= Your tasks =
**1.** In the text on homeless students and remote learning, how many Wi-Fi hotspots did district officials say they gave Father Joe's?
**2.** Decide whether each statement agrees with the text on homeless students and remote learning, answering yes or no and quoting the words from the text that settle it. (a) The free Cox program could not be used at the shelter because it required a residential address. (b) The computer labs at the shelter remain open for students. (c) San Diego Unified's graded work starts April 27.
**3.** Carry the text on homeless students and remote learning forward, beginning right after its final sentence.

= Reading text =

San Diego Unified Superintendent Cindy Marten told Gloria during the teleconference that the homeless shelter Father Joe’s Villages got in touch with the district to try to ensure homeless students in its shelter could log on to access their classwork.
Officials with Father Joe’s said their families were getting rides to pick up devices from San Diego Unified – which is working to distribute 40,000 Chromebooks to students in the coming weeks before graded work starts April 27. (Grades can only go up for the rest of the year).
But 25 San Diego Unified students living in Father Joe’s shelter were unable to connect to the internet on the devices using the two-month free Cox program suggested by the district because it required a residential address. Computer labs onsite are currently closed.
After speaking with San Diego Unified officials, the district agreed to provide Wi-Fi hotspots at the shelter so students could connect, said Jesse Casement, division director of client services for Father Joe’s.
“We are really grateful to the district for making that happen,” Casement said.
District officials said they gave Father Joe’s 20 hotspots.
Casement said the shelter is housing another five children who attend charter schools in San Diego, 12 children who attend the Monarch School, which specializes in educating homeless youth, and a few others attend schools in El Cajon and Chula Vista.
Three students attending the Sweetwater Union High School District in Chula Vista will also get laptops and hotspots, and the Monarch School already gave out computer devices, Casement said.
In some ways, the struggle to shift to purely online learning for families in the shelter are the same as most families, said Casement, with a steep learning curve for parents unfamiliar with Chromebooks and curriculum. She also hopes policies adopted by San Diego Unified and others to only allow student grades to improve the rest of the year may help.
“This is really a great opportunity for our kids who may have fallen behind to get caught up and make as much progress as they can,” she said.
But in other ways, the change will be harder for them.
“Our families are survivors and resilient,” but “homelessness itself is stressful,” said Casement. Add homeschooling and kids home all day and “it’s a lot. … But the families on the street … I can’t fathom what they are feeling right now.”
Greg Anglea, CEO of Escondido-based Interfaith Community Services, which works with North County families on the street and has four emergency apartments, said education is not the top concern for homeless families with school-age children right now.

= Supplied data =
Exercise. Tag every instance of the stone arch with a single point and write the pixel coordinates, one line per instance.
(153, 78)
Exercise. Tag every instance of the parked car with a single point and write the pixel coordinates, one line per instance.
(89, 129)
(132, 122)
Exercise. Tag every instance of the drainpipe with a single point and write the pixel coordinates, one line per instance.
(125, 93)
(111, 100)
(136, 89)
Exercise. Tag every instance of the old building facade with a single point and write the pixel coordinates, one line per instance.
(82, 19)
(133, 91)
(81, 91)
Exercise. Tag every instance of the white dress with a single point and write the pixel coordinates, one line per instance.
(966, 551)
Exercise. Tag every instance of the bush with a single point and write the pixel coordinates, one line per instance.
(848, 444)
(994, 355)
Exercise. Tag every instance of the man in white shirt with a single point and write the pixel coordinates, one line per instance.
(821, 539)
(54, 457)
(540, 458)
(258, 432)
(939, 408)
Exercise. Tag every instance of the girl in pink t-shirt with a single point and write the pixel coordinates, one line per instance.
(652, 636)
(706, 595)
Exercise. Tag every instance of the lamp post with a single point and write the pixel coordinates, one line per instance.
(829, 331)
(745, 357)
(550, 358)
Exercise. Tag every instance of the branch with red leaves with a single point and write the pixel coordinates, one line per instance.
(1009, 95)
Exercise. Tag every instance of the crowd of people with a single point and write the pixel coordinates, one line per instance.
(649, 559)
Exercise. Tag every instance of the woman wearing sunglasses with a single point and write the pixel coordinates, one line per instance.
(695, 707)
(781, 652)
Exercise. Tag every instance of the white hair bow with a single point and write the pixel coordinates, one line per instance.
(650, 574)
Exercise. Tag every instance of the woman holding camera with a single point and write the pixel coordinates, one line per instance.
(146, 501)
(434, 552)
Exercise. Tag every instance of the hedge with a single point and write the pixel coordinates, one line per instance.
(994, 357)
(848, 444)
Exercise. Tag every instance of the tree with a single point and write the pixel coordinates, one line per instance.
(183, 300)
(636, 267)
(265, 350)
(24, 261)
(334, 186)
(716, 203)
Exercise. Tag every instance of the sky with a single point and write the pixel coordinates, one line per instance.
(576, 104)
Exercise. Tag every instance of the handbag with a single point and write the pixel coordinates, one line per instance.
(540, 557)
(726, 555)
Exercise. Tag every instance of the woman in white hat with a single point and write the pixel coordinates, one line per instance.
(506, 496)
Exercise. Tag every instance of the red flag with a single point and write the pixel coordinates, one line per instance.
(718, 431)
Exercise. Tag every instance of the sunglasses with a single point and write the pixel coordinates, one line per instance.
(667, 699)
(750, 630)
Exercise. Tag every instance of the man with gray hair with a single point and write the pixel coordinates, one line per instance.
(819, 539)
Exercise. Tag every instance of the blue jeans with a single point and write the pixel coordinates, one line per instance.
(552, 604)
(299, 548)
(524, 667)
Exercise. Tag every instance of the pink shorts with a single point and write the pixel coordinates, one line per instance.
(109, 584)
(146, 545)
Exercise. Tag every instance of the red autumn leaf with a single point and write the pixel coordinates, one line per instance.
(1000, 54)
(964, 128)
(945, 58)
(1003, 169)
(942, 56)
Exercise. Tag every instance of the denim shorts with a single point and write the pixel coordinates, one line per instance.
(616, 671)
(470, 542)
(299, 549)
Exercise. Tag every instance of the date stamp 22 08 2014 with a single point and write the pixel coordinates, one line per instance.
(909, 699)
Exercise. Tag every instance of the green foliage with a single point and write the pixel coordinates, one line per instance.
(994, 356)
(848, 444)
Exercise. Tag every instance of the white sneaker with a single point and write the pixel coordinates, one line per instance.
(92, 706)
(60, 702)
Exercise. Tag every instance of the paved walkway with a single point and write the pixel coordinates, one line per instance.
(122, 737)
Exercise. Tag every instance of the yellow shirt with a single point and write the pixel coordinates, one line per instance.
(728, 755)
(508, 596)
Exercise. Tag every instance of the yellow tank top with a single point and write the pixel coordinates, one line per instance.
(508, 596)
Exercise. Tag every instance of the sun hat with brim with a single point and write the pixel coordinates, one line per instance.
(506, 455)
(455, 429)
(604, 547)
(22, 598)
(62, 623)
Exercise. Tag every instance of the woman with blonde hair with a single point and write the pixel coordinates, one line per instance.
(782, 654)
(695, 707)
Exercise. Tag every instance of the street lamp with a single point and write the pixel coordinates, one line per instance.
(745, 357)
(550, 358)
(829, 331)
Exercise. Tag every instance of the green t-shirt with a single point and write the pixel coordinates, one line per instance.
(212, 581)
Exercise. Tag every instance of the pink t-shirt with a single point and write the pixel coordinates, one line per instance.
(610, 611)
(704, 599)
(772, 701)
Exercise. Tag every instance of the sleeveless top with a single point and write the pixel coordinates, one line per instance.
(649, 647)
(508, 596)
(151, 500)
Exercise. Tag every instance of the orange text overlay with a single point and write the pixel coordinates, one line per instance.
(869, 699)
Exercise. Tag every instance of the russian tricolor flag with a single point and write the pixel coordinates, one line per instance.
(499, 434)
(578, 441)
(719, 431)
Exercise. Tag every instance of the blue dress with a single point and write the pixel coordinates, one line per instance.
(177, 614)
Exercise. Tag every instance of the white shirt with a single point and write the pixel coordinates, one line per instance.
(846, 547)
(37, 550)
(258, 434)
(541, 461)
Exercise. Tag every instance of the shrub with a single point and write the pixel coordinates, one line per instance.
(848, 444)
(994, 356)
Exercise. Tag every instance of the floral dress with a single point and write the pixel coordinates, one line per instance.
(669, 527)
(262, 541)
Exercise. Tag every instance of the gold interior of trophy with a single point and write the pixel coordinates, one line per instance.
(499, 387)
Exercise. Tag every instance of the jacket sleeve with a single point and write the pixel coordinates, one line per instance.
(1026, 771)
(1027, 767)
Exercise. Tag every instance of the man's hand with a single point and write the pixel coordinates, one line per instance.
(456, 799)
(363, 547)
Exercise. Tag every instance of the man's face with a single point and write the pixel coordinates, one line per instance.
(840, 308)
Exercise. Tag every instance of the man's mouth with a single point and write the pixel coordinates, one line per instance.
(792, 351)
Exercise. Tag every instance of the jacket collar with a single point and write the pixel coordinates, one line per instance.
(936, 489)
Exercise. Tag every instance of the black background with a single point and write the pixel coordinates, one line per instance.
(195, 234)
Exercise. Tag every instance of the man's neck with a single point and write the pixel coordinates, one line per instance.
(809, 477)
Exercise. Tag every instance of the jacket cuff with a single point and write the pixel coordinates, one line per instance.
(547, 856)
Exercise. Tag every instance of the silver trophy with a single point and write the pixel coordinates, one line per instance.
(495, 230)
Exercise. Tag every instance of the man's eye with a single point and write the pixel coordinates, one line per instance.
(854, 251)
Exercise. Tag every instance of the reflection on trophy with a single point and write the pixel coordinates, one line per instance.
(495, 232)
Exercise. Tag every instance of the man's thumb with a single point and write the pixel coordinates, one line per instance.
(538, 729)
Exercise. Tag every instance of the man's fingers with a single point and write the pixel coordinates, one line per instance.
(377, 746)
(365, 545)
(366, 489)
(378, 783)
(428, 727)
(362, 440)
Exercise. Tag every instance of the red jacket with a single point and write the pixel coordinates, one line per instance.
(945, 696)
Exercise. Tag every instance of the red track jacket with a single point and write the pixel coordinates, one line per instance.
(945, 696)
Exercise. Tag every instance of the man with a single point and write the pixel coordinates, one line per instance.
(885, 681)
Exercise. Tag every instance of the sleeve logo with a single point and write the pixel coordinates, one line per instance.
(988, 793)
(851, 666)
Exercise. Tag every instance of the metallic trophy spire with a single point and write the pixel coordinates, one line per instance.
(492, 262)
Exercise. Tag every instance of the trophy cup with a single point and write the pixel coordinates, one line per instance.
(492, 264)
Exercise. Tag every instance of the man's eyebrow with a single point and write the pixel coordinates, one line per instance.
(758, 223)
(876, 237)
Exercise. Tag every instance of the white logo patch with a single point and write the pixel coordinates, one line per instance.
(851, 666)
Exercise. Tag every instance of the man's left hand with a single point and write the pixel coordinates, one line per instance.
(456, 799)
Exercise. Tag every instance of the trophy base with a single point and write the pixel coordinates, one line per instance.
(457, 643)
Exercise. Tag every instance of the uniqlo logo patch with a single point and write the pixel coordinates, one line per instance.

= Answers by task =
**1.** 20 hotspots.

**2.**
(a) Yes: "because it required a residential address"
(b) No: "Computer labs onsite are currently closed."
(c) Yes: "before graded work starts April 27"

**3.**
“Having internet access and ‘complete lesson 24 of the online app,’ that is not top of mind for a lot of the families we are working with,” Anglea said. “The conversations we are having with them are not around education. They are around, ‘Do you have enough food for dinner tonight?’ Most (adults) have been laid off. ‘Do you know how to file unemployment benefits?’ and helping to navigate that process.”
Normally, Interfaith works with 90 high school students directly at school sites in Oceanside and Carlsbad. Those students, he said, currently have devices and internet access and “should be able to complete their distance learning,” though some may only have access on a smart phone.
He suggests schools looking for homeless students use meal pickups they’ve continued to try to reach them.
“As we think about distance learning, start with food and shelter and have that conversation, then you can follow up with education,” he said.
Anglea fears some of the worst is yet to come, and expects the crowds coming for basic need assistance – which have already doubled from normal levels in the last three weeks – will continue to grow.
“The larger tidal wave is coming months down the road when low income families who can barely make ends meet during good times are forced to get caught up on rent that has been delayed. Not forgiven, but delayed. … And there will be thousands of families that will need help.”
Casement, with Father Joe’s, suggests schools leave a message for families at local shelters. They won’t be able to confirm the student is there unless there is a release on file giving them permission to do so, but shelter staff can pass the message along.
Marten, the San Diego Unified superintendent, said the move online has already cost the district $18 million so far. Among other things, she said the district has had to buy more software licenses, as well as extra computer devices, chargers and headphones.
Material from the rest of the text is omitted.